Which lines below contain the string "clicks"? Report each of them in full, treating uppercase and lowercase as different.
┄┄┄┄┄┄┄┄┄┄
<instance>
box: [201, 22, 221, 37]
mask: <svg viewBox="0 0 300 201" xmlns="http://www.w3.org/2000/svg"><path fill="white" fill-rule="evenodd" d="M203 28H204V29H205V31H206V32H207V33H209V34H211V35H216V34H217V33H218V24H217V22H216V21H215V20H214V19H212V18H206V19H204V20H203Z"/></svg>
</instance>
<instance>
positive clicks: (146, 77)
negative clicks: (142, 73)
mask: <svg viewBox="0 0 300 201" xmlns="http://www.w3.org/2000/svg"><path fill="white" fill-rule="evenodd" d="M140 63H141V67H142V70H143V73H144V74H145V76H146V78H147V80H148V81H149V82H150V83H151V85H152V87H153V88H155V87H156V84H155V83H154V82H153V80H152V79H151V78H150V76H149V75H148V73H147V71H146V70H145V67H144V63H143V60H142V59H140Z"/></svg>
┄┄┄┄┄┄┄┄┄┄
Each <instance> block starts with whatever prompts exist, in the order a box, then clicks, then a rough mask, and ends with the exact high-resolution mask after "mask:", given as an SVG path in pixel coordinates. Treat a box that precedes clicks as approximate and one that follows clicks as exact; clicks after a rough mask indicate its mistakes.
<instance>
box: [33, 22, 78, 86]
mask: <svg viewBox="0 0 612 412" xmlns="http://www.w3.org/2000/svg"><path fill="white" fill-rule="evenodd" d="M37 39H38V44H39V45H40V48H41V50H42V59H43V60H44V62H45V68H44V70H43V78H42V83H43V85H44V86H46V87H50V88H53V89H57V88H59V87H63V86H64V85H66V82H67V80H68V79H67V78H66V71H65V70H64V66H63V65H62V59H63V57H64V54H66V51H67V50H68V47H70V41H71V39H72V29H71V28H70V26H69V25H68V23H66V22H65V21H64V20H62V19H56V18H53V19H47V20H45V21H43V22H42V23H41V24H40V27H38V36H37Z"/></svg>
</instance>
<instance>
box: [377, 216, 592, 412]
┄┄┄┄┄┄┄┄┄┄
## Solution to this task
positive clicks: (146, 77)
negative clicks: (142, 73)
Each <instance> block starts with whatever prompts exist, in the order a box, then clicks, then a rough mask, and ends with the exact high-resolution mask after "mask:", given as an SVG path in pixel coordinates. Treat a box that precedes clicks as approximate and one that follows clicks as exact; clicks after a rough mask indicate its mistakes.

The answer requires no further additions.